*** Extracted data ***

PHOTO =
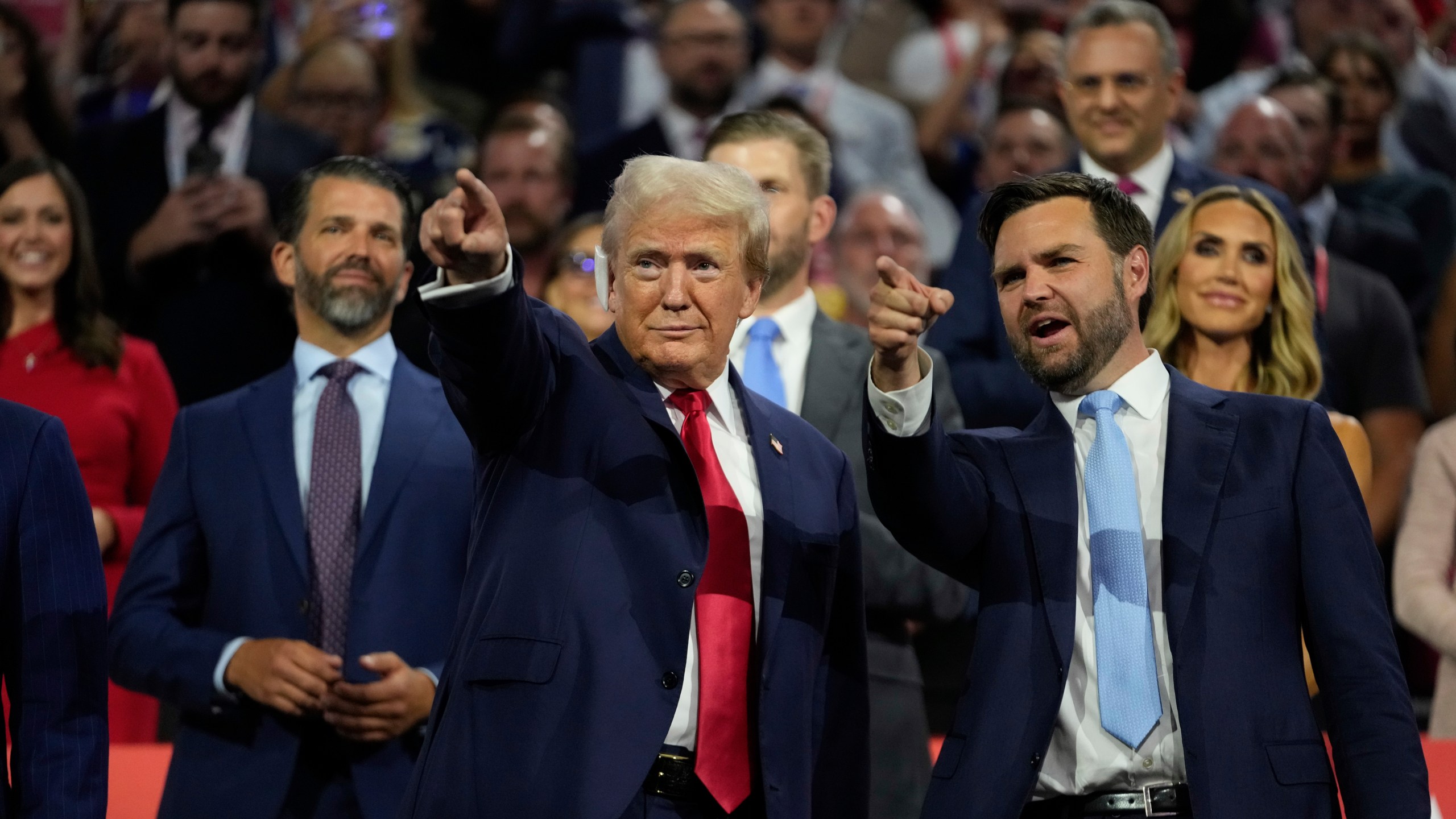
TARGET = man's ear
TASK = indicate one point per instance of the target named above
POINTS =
(405, 279)
(284, 255)
(822, 218)
(1138, 273)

***

What is needed
Pictures excluded, quote all the data above exactly.

Answer for this exercise
PHOTO =
TARGET = man's ear
TASK = indicate one point per instance of the target named above
POINTS =
(405, 279)
(284, 255)
(822, 218)
(1138, 273)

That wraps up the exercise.